Record excerpts
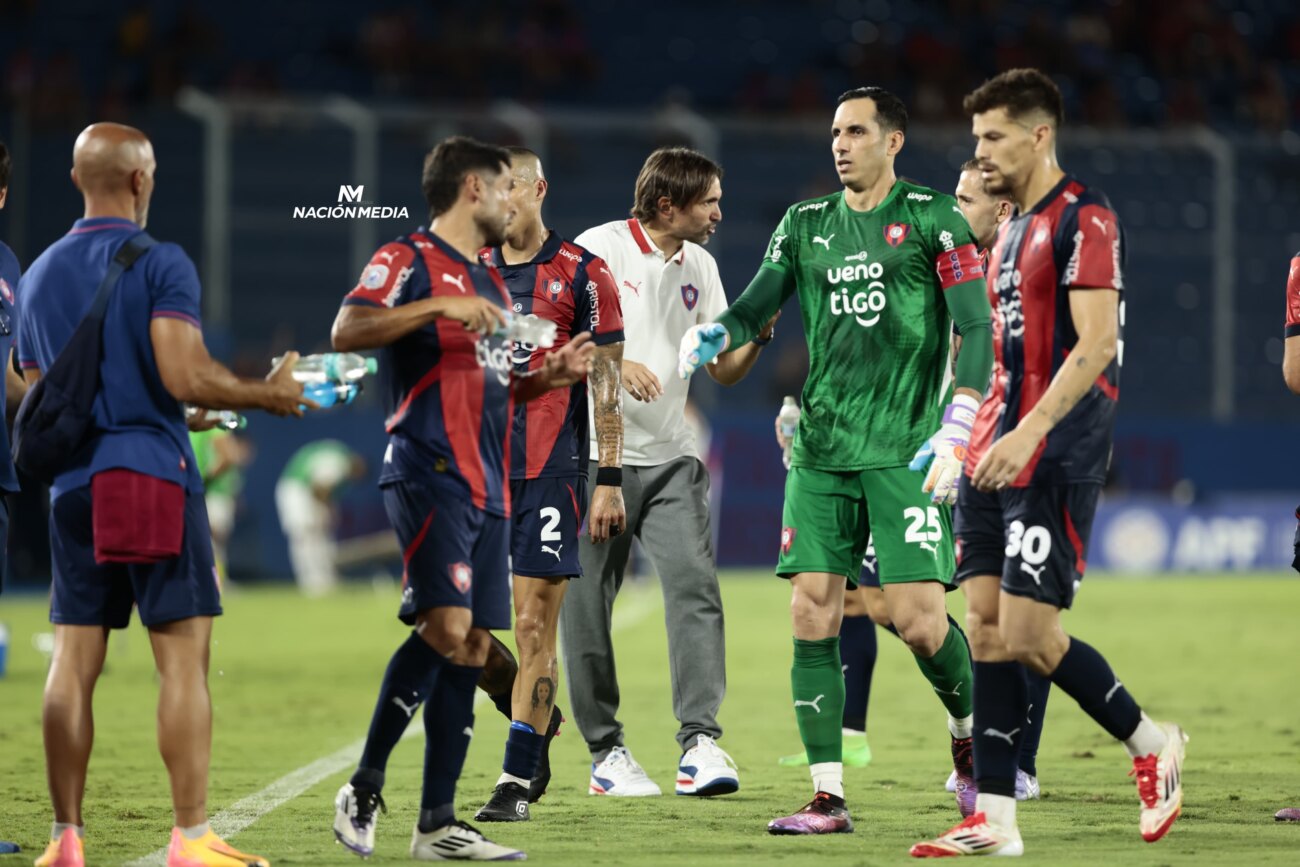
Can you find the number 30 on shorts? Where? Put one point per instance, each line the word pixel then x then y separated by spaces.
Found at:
pixel 1031 543
pixel 923 525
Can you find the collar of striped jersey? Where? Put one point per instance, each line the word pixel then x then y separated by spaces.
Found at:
pixel 645 245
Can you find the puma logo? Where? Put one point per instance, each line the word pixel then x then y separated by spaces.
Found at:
pixel 814 703
pixel 1034 573
pixel 1005 736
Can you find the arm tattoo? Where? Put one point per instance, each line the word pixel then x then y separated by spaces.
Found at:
pixel 607 403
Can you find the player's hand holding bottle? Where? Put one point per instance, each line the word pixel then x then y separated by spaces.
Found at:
pixel 701 345
pixel 945 451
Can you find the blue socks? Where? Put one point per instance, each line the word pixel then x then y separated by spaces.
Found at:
pixel 449 723
pixel 523 750
pixel 1086 677
pixel 1039 689
pixel 407 683
pixel 858 660
pixel 1001 696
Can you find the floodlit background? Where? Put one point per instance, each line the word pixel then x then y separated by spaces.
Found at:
pixel 1184 113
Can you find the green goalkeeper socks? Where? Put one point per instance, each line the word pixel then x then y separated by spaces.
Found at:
pixel 817 684
pixel 949 672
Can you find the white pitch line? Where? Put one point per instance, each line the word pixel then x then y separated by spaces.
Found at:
pixel 246 811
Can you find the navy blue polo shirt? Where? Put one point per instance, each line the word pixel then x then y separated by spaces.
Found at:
pixel 8 328
pixel 138 424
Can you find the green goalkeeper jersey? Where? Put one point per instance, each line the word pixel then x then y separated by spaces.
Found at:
pixel 876 293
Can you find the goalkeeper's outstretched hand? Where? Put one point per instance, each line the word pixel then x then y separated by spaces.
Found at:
pixel 945 452
pixel 701 345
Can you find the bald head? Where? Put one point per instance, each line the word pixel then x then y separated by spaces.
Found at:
pixel 113 168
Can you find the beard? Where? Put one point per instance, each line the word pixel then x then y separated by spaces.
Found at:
pixel 493 229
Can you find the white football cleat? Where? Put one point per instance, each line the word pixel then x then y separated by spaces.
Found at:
pixel 706 770
pixel 620 775
pixel 459 841
pixel 974 836
pixel 354 819
pixel 1160 784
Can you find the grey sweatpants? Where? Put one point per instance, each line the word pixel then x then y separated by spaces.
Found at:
pixel 668 511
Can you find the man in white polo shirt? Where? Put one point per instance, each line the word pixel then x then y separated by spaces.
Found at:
pixel 667 284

Given request
Reproduce the data word for word from the line containing "Can you find the white football" through the end of the data, both ends included.

Solution to this problem
Can you find the white football cleat? Where? Put one point per instance, each line the word pixel then x then y separated by spaces.
Found at:
pixel 706 770
pixel 620 775
pixel 459 841
pixel 974 836
pixel 354 819
pixel 1160 784
Can you find the grey sweatpants? Where? Put one point per instance, each line the word pixel then x then y separated by spaces.
Found at:
pixel 668 511
Can you find the man in white polo shirt? Where? Put one point per instance, each line the word pixel then x then y separated by spaces.
Found at:
pixel 667 284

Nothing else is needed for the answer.